Document section START
There’s the big thing there – learning.  A huge issue with mental health illness is a lack of awareness and knowledge.  This is particularly pronounced with OCD.  ‘I’m a bit OCD’ says someone lining up the blinds just so, aping the merits of a quirky American sit-com character.  The public ‘know’ what OCD is – it’s people being really fussy about being clean or organised, right?  And when they’re too fussy, it’s a bit silly, right?  That dirt isn’t really going to hurt them…

No.  If they have OCD, their thoughts are harming them.  If they have OCD they probably won’t be telling you – they’ll be hiding it.  Worse still, if they have OCD they may not know it – be suffering alone in silence, while that relief of knowing what is happening in their heads ‘is a thing’, when real treatment is out there to help them.

You see, it’s not just the trivialisation, making a joke, of OCD that is harmful.  A public perpetuation of the myth that OCD is about cleanliness, neatness, symmetry, organisation means that a huge amount of sufferers where it is expressed in it’s many, weird, different forms (such as mine – come to that another time) may not realise what’s happening to them.  Not know it is ‘a thing’.  Not get help.  Suffer.  Die.

Sounds dramatic.  Well, that’s because it is.  And real.

So while I’ve been opening up, sharing, and realising that getting some of this crap out through talking and writing can help me, I have encountered a wonderful community of people who want to help.  And a wonderful community of people who need the help.  I’ve realised that I want to be part of these communities.  I want to share in the process of helping me and helping others.  Add my voice to those who can educate and support through experience.  I’m going to get involved beat this beast, destroy OCD and save the world…  Oh incidentally, my therapist is working with me on how I set my expectation levels at the moment.
Document section END
**Exercise aim**
Return the passage of the text on OCD word for word, starting at "Sounds dramatic.  Well, that’s" and ending at "at the moment.".
Provided data START
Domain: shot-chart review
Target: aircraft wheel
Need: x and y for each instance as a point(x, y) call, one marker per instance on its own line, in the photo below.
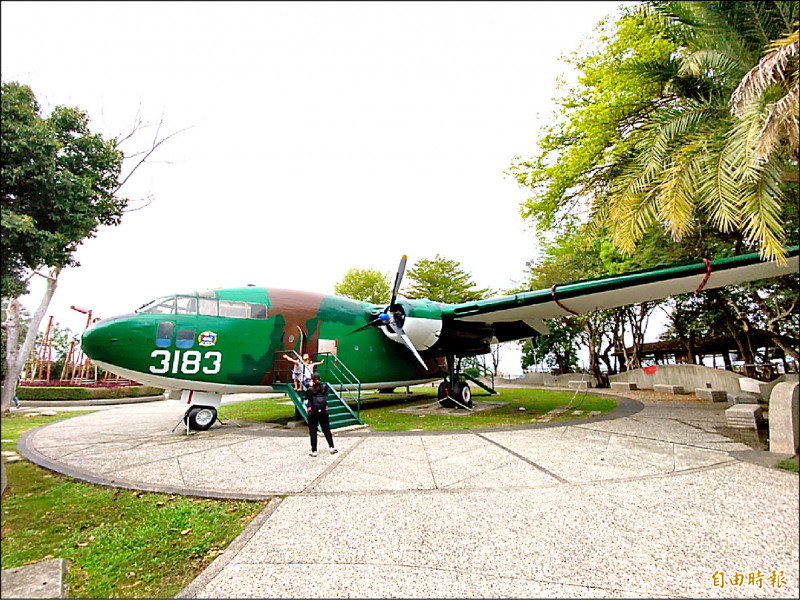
Provided data END
**Exercise solution**
Sounds dramatic.  Well, that’s because it is.  And real.

So while I’ve been opening up, sharing, and realising that getting some of this crap out through talking and writing can help me, I have encountered a wonderful community of people who want to help.  And a wonderful community of people who need the help.  I’ve realised that I want to be part of these communities.  I want to share in the process of helping me and helping others.  Add my voice to those who can educate and support through experience.  I’m going to get involved beat this beast, destroy OCD and save the world…  Oh incidentally, my therapist is working with me on how I set my expectation levels at the moment.